Supplied material:
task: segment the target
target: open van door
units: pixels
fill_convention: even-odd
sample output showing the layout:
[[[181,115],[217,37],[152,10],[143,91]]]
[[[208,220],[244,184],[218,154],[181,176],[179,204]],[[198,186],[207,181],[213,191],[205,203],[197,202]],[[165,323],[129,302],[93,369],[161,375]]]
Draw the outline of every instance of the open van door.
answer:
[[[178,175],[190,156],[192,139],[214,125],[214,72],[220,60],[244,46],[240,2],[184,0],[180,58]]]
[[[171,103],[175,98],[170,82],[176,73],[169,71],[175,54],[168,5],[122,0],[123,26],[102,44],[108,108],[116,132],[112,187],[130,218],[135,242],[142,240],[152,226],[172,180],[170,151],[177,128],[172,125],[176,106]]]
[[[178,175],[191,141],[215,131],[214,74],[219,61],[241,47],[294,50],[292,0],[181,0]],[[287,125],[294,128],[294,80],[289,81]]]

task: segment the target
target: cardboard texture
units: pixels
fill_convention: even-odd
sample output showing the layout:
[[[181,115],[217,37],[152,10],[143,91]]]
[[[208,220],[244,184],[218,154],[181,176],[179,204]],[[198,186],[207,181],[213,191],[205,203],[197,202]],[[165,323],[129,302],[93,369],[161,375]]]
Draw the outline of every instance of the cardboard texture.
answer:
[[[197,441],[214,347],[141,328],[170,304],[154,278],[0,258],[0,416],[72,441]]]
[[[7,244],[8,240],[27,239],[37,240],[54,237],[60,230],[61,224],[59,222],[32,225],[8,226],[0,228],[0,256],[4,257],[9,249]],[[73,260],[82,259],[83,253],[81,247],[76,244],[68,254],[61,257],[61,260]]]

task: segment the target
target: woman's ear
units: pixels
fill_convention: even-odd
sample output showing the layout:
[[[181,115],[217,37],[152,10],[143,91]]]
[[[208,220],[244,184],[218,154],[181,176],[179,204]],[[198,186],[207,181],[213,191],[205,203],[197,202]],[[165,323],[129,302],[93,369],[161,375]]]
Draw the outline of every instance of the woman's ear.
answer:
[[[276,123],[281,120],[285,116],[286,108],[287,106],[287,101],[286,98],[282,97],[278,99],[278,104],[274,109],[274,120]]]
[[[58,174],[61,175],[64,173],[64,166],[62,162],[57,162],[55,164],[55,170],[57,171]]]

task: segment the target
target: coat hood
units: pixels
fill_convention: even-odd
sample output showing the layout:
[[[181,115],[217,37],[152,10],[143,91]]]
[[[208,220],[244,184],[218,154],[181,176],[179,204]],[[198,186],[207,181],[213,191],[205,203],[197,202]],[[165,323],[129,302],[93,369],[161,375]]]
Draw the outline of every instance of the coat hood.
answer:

Task statement:
Copy all the lines, exactly.

Full response:
task: segment the target
target: open van door
units: pixels
fill_convention: even-odd
sample output showing the layout:
[[[181,115],[217,37],[152,10],[143,91]]]
[[[208,220],[244,184],[218,154],[181,176],[179,204]],[[198,186],[207,181],[213,191],[205,203],[197,202]],[[165,323],[129,302],[93,369],[161,375]]]
Draw the outline of every instance of the open van door.
answer:
[[[178,175],[190,156],[192,139],[214,125],[214,72],[220,60],[244,46],[240,2],[184,0],[180,58]]]
[[[171,103],[175,98],[170,82],[176,73],[169,71],[175,54],[168,5],[122,0],[123,26],[102,44],[108,108],[116,132],[112,187],[130,218],[135,242],[142,240],[152,226],[172,180],[170,151],[177,128],[172,125],[176,106]]]
[[[178,175],[191,141],[215,131],[214,74],[219,61],[241,47],[294,50],[292,0],[181,0]],[[287,125],[294,128],[294,80],[289,81]]]

task: segment the target
target: cardboard texture
units: pixels
fill_convention: even-odd
sample output showing the layout:
[[[181,115],[217,37],[152,10],[143,91]]]
[[[208,220],[244,184],[218,154],[181,176],[179,204]],[[198,186],[207,181],[213,191],[205,203],[197,202]],[[165,323],[129,302],[93,369],[161,375]]]
Draw the outline of every instance of the cardboard texture.
answer:
[[[197,441],[214,347],[141,328],[170,304],[154,278],[0,258],[0,416],[72,441]]]
[[[7,244],[8,240],[27,239],[37,240],[54,237],[60,230],[61,224],[59,222],[32,225],[8,226],[0,228],[0,256],[4,257],[9,249]],[[73,260],[82,259],[83,253],[81,247],[76,244],[68,254],[61,257],[61,260]]]

task: segment the target
target: woman's ear
units: pixels
fill_convention: even-odd
sample output showing the layout:
[[[181,115],[217,37],[152,10],[143,91]]]
[[[208,220],[244,184],[218,154],[181,176],[179,204]],[[198,186],[207,181],[213,191],[205,203],[197,202]],[[165,323],[129,302],[93,369],[161,375]]]
Draw the outline of every instance of the woman's ear.
answer:
[[[276,123],[281,120],[285,116],[286,108],[287,106],[287,101],[286,98],[282,97],[278,99],[278,104],[274,109],[274,120]]]
[[[58,174],[61,175],[64,173],[64,166],[62,162],[57,162],[55,164],[55,170],[57,171]]]

task: segment the target
target: coat hood
units: pixels
fill_convention: even-odd
sample output showing the layout:
[[[181,115],[217,37],[152,10],[143,91]]]
[[[208,220],[244,184],[218,154],[181,176],[179,204]],[[198,186],[207,181],[213,191],[205,203],[197,202]],[[165,323],[129,302],[93,369],[161,375]]]
Draw the outline of every instance of the coat hood.
answer:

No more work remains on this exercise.